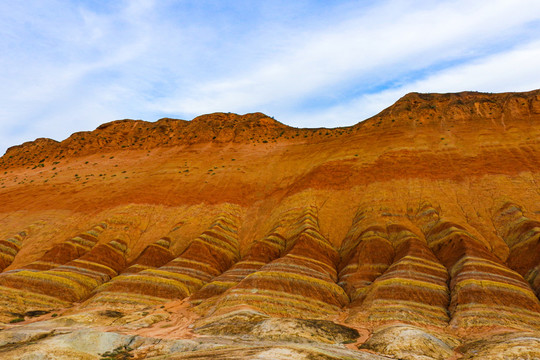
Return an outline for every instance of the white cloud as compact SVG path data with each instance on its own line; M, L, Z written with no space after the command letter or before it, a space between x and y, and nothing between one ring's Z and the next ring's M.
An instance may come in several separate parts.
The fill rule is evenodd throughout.
M275 103L287 108L354 83L362 88L399 81L400 75L441 61L482 55L483 47L496 46L504 34L515 35L516 26L540 16L538 2L480 3L444 2L428 9L386 3L289 40L281 53L251 71L203 79L188 93L179 91L153 106L191 114Z
M354 125L376 115L409 92L447 93L461 91L505 92L539 88L540 41L472 63L457 65L403 86L361 95L322 112L285 114L296 123L313 127Z
M263 3L1 4L0 152L115 118L330 127L409 91L540 87L535 0Z

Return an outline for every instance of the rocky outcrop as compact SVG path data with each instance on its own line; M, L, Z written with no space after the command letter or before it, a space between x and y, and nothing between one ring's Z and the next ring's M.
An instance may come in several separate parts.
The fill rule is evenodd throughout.
M24 312L66 307L84 300L126 266L126 250L123 241L113 240L50 270L4 273L0 276L2 304L11 303L6 308Z
M339 255L321 235L316 209L302 211L295 228L286 255L227 290L209 315L249 307L272 316L320 318L349 302L336 284Z
M17 253L21 250L26 235L26 231L21 231L6 240L0 240L0 271L3 271L13 262Z
M540 359L540 334L496 334L469 341L457 350L463 353L463 360Z
M94 131L75 133L61 142L41 138L13 146L0 158L0 166L32 164L41 167L66 157L114 150L146 150L206 142L268 142L268 139L279 138L285 132L296 133L297 130L262 113L214 113L191 121L170 118L156 122L116 120L102 124Z
M362 349L404 360L446 360L459 341L451 336L414 326L388 326L377 330Z
M354 343L358 331L328 320L270 317L253 310L238 310L200 322L195 332L205 335L241 335L265 341L295 343Z
M239 216L230 206L180 256L156 269L118 276L97 289L88 305L146 306L190 296L238 261Z
M171 239L167 237L148 245L129 267L122 271L122 275L136 274L165 265L174 259L174 254L169 250L170 246Z
M286 245L286 240L281 235L283 232L281 228L282 225L279 224L263 239L253 242L248 254L241 261L193 294L190 297L191 303L200 304L204 300L223 294L246 276L280 257L284 253Z
M540 90L411 93L346 128L215 113L12 147L0 357L537 358L539 121Z
M493 222L510 248L508 266L524 276L540 298L540 221L524 216L520 206L507 202Z
M355 306L362 304L369 286L394 259L394 247L387 239L384 225L371 216L364 211L357 213L340 249L339 285Z
M41 258L13 271L49 270L75 260L90 251L98 242L99 235L107 228L106 223L99 223L90 230L53 246Z
M450 274L454 329L540 329L540 302L523 277L488 250L485 239L440 217L429 204L420 209L417 221L428 246Z
M472 122L476 126L505 126L505 119L531 119L540 115L540 91L526 93L448 94L409 93L371 118L380 127L441 126ZM411 121L412 120L412 121Z
M395 249L394 261L367 288L361 306L353 304L348 321L445 328L450 302L446 268L425 240L405 226L390 224L386 234Z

________________________

THE TASK. Copy out the data exactly and keep the pictures out.

RESULT.
Return an outline for every instance of the white cloud as compact SVG path data with each instance on its own line; M, L, Z written with no space after the command letter or before it, a space between x and y, and nothing between one ring's Z and the next ring's M.
An instance may come in several separate parts.
The fill rule is evenodd throughout.
M275 103L287 108L354 83L362 88L399 81L400 75L441 61L482 55L483 47L496 46L504 34L515 35L516 26L540 16L538 2L480 3L444 2L428 9L386 3L289 40L281 53L251 71L203 79L188 93L179 91L153 106L191 114Z
M354 125L376 115L409 92L447 93L461 91L505 92L539 88L540 41L472 63L457 65L403 86L361 95L322 112L285 114L296 123L313 127Z
M263 3L1 4L0 152L115 118L330 127L409 91L540 87L535 0Z

Return an outline for every instance of the rocky outcrop as compact SVG path data with each instance on its own line; M, L, Z written with no space after the command letter or before it, a space between x and y, and nothing between one ring's Z and the next ring's M.
An instance may come in several separate parts.
The fill rule is evenodd throughout.
M24 312L66 307L84 300L126 266L126 250L123 241L113 240L50 270L4 273L0 276L2 304L11 303L6 308Z
M339 255L321 235L316 209L302 211L295 228L286 255L227 290L209 315L249 307L272 316L320 318L349 302L336 284Z
M17 253L21 250L26 235L26 231L21 231L6 240L0 240L0 271L3 271L13 262Z
M540 359L540 334L496 334L469 341L457 350L463 353L463 360Z
M94 131L75 133L61 142L41 138L13 146L0 158L0 166L32 164L41 167L66 157L114 150L146 150L206 142L268 142L268 139L279 138L285 132L296 133L297 130L262 113L214 113L191 121L170 118L156 122L116 120L102 124Z
M362 349L404 360L446 360L459 341L451 336L414 326L388 326L377 330Z
M354 343L358 331L328 320L270 317L253 310L238 310L200 322L195 332L205 335L241 335L265 341L295 343Z
M239 216L230 206L180 256L156 269L118 276L97 289L88 305L146 306L190 296L238 261Z
M171 239L167 237L148 245L129 267L122 271L122 275L136 274L165 265L174 259L174 254L169 250L170 246Z
M286 245L286 240L281 235L283 232L281 228L282 225L279 224L263 239L253 242L248 254L241 261L193 294L190 297L191 303L200 304L204 300L223 294L246 276L280 257L284 253Z
M540 90L411 93L346 128L215 113L12 147L0 357L537 358L539 121Z
M493 222L510 248L508 266L524 276L540 298L540 221L524 216L520 206L507 202Z
M355 306L362 304L369 286L394 259L394 247L387 239L384 225L371 216L364 211L357 213L340 249L339 285Z
M41 258L13 271L49 270L75 260L90 251L98 242L99 235L107 228L106 223L99 223L90 230L53 246Z
M450 274L454 329L540 329L540 302L523 277L488 250L485 239L440 217L429 204L420 209L417 221L428 246Z
M472 122L476 126L505 126L505 119L531 119L540 115L540 91L526 93L448 94L409 93L371 118L380 127L441 126ZM411 121L412 120L412 121Z
M395 249L394 261L367 288L361 306L353 304L348 321L445 328L450 302L446 268L425 240L405 226L390 224L386 234Z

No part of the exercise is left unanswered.